■ **EXTRACT**
• • • •
16th Chief of Air Staff
- Incumbent
- Assumed office 19 March 2021
- President: Arif Alvi Asif Ali Zardari
- Prime Minister: Imran Khan Shehbaz Sharif Anwar-ul-Haq Kakar (Care Taker) Shehbaz Sharif
- Preceded by: ACM Mujahid Anwar Khan

Personal details
- Born: 16 April 1965 (age 61) Sidh, Gujrat District, Punjab, Pakistan
- Education: Combat Commanders' School (PAK); Command & Staff College (UK); National Defence University (PAK); Royal College of Defence Studies (UK);

Military service
- Allegiance: Pakistan
- Branch/service: Pakistan Air Force
- Years of service: 1986 – present
- Rank: Air Chief Marshal
- Commands: DCAS (Administration); DCAS (Air Defence); ACAS (Training Officers); ACAS (Ops Req & Develop); DG Projects; DG Air Force Strategic Command; Additional Secretary (II), Ministry of Defence; PAF Base Minhas; 15th Squadron (Cobras);
- Battles/wars: 2022 Pakistani airstrikes in Afghanistan; 2024 Iran–Pakistan border skirmishes; Afghanistan–Pakistan clashes (2024–present); 2024 Pakistani airstrikes in Afghanistan; 2025 India-Pakistan standoff; 2026 Afghanistan–Pakistan war;
- Awards: See list

= Zaheer Ahmad Babar Sidhu =

16th air chief marshal of Pakistan

Air Chief Marshal Zaheer Ahmad Babar Sidhu (Note: Punjabi, ) NI(M)  HJ HI(M) SI(M) TI(M) (born 16 April 1965) is a Pakistani military officer who has served as the Chief of Air Staff of the Pakistan Air Force since 2021. In service since 1986, Babar took over command of the Pakistan Air Force from his predecessor ACM Mujahid Anwar Khan.

Zaheer was granted a one-year extension to his tenure on 17 March 2024, making him the second chief in Pakistan Air Force history to receive such an extension after Anwar Shamim, who received an extension during the military government of General Zia Ul Haq in 1981.

In November 2024, the Government of Pakistan revised the tenure of the service chiefs of the Pakistan Armed Forces from three to five years, which consequently extended Sidhu's term as Air Chief until March 2026.

On 5 December 2025, Sidhu's term as Air Chief was once again extended for the period of two years till March 2028.

Under Sidhu's command, Pakistan Air Forces has carried out five cross-border airstrikes against various terror groups involved in the activity against Pakistani state. This includes 2022 Pakistani airstrikes in Afghanistan, 2024 Pakistani airstrikes in Iran, March 2024 Pakistani airstrikes in Afghanistan and December 2024 Pakistani airstrikes in Afghanistan, 2025 PAF Airstrikes in Afghanistan. Under Air Chief's Sidhu's watch PAF drone and jets also seen action during 2025 Afghanistan-Pakistan conflict.

In October 2025 PAF carried out precision strikes on various Taliban military camps across Pakistan-Afghanistan border in the Afghan bordering provinces of Khost, Kunar, Paktika and Paktia while also striking deeper Taliban locations in Kabul and Kandahar who have been actively supporting terrorist groups against Pakistan. It was first time in the history of Afghanistan-Pakistan relations that Pakistani jets attacked Afghanistan's capital Kabul. The PAF's October 2025 airstrikes reportedly targeted chief of anti-Pakistan TTP who narrowly escaped PAF strikes.
• • • •
■ **GIVEN REQUEST 1**
Could you rewrite the entries as a Markdown table with columns Row and Entry, starting at the line that contains "Note to the class: identify the pendant" and ending at the last line of the entries, with blank lines left out?
■ **GIVEN REQUEST 2**
Can you extend the Zaheer Ahmad Babar Sidhu biography past its final sentence?
The Zaheer Ahmad Babar Sidhu biography and the entries come from unrelated sources.

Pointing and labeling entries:
• • • •
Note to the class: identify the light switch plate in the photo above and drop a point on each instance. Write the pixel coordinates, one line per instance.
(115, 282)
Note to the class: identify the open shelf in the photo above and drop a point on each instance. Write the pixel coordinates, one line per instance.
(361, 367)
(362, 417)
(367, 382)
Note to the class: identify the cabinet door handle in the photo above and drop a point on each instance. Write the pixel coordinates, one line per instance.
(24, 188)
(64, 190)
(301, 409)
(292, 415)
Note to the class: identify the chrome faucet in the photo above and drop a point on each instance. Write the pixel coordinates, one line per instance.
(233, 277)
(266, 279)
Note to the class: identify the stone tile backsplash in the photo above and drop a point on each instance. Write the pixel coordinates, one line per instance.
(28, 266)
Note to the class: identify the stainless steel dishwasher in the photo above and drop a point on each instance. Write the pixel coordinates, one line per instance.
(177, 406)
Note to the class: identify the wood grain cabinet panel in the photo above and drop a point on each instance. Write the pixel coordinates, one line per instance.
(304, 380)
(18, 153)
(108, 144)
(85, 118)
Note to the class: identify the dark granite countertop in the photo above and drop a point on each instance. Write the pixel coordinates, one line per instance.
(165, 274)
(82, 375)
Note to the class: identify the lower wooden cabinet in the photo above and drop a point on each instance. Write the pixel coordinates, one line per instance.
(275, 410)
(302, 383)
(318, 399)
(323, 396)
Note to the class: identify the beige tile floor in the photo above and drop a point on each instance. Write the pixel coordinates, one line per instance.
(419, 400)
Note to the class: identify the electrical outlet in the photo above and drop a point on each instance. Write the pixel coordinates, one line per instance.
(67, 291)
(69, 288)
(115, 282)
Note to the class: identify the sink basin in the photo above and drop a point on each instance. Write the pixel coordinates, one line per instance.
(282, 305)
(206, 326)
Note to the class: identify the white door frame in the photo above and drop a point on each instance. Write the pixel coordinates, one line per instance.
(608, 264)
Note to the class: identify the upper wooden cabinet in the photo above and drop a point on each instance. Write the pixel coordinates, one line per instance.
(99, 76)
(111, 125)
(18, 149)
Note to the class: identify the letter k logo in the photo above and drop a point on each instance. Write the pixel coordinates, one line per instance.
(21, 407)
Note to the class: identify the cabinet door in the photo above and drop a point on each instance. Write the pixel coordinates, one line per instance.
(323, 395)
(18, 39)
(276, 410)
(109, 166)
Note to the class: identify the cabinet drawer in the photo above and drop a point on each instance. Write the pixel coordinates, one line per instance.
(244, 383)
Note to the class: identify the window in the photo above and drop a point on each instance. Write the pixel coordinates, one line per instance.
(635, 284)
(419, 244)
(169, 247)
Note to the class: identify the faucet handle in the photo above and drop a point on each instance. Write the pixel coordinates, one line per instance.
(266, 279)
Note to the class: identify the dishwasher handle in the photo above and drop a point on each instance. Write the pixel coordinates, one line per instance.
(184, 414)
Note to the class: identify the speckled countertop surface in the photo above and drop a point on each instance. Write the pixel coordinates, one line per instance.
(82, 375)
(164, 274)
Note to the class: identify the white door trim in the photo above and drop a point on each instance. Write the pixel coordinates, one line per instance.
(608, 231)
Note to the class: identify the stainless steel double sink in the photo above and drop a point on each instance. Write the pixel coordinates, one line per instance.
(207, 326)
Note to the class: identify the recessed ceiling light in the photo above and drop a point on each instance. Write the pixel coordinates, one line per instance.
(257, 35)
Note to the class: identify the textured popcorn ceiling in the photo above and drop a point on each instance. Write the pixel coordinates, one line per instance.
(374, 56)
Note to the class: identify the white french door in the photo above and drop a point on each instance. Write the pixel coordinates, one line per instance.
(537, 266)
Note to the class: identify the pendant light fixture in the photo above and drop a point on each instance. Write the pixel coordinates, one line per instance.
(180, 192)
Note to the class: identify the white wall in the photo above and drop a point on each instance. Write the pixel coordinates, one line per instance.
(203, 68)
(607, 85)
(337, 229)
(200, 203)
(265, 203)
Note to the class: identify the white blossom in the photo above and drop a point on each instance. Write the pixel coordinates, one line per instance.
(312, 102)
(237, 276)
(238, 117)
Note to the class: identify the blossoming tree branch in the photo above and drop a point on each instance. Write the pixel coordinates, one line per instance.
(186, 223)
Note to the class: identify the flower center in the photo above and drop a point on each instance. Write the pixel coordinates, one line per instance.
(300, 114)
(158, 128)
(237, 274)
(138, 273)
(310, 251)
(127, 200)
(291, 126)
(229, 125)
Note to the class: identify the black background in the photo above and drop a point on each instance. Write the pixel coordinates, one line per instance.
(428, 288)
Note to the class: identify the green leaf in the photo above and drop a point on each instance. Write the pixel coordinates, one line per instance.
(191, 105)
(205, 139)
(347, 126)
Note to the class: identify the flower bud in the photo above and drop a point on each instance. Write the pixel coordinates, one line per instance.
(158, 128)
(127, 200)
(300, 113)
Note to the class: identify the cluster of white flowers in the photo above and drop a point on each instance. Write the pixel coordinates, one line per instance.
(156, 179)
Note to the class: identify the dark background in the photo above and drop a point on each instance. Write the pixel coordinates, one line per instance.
• • • •
■ **EXERCISE RESULT 1**
| Row | Entry |
|---|---|
| 1 | Note to the class: identify the pendant light fixture in the photo above and drop a point on each instance. Write the pixel coordinates, one line per instance. |
| 2 | (180, 192) |
| 3 | Note to the class: identify the white wall in the photo above and drop a point on each instance. Write the pixel coordinates, one line per instance. |
| 4 | (203, 68) |
| 5 | (607, 85) |
| 6 | (337, 229) |
| 7 | (200, 203) |
| 8 | (265, 203) |
| 9 | Note to the class: identify the white blossom in the photo above and drop a point on each instance. Write the pixel coordinates, one line per instance. |
| 10 | (312, 102) |
| 11 | (237, 276) |
| 12 | (238, 117) |
| 13 | Note to the class: identify the blossoming tree branch in the photo above and drop a point on each instance. Write the pixel coordinates, one line per instance. |
| 14 | (186, 223) |
| 15 | Note to the class: identify the flower center in the photo above and drop a point on each instance. Write the pixel coordinates, one line per instance. |
| 16 | (300, 114) |
| 17 | (158, 128) |
| 18 | (237, 274) |
| 19 | (138, 273) |
| 20 | (310, 251) |
| 21 | (127, 200) |
| 22 | (291, 126) |
| 23 | (229, 125) |
| 24 | Note to the class: identify the black background in the photo above and drop a point on each instance. Write the pixel coordinates, one line per instance. |
| 25 | (428, 288) |
| 26 | Note to the class: identify the green leaf in the photo above and drop a point on each instance. Write the pixel coordinates, one line per instance. |
| 27 | (191, 105) |
| 28 | (205, 139) |
| 29 | (347, 126) |
| 30 | Note to the class: identify the flower bud in the photo above and drop a point on each instance. Write the pixel coordinates, one line per instance. |
| 31 | (158, 128) |
| 32 | (127, 200) |
| 33 | (300, 113) |
| 34 | Note to the class: identify the cluster of white flowers in the photo above and drop a point on each instance. Write the pixel coordinates, one line per instance. |
| 35 | (156, 179) |
| 36 | Note to the class: identify the dark background in the photo above and drop a point on each instance. Write the pixel coordinates, one line per instance. |

■ **EXERCISE RESULT 2**
==Early life and education==
Babar Sidhu was born on 16 April 1965 into a Punjabi Jat family of the Sidhu clan.

His father Hakeem Ghulam Muhammad was a religious scholar and the family originally hails from the Sidh village in the Gujrat District of Punjab. His brother Chaudhary Naseer Ahmed Abbas was elected to the National Assembly of Pakistan from the Constituency NA-65 Gujrat-IV on the ticket of Pakistan Muslim League (N) in 2024 Pakistani general election.

For his higher studies has attended the Combat Commanders School, the Air War College and the Royal College of Defense Studies in the United Kingdom.

== Military career ==
Babar Sidhu was commissioned in GD (P) Branch of Pakistan Air Force in April 1986. During his career, he has commanded a Fighter Squadron, a Flying Wing, an Operational Air Base and Regional Air Command.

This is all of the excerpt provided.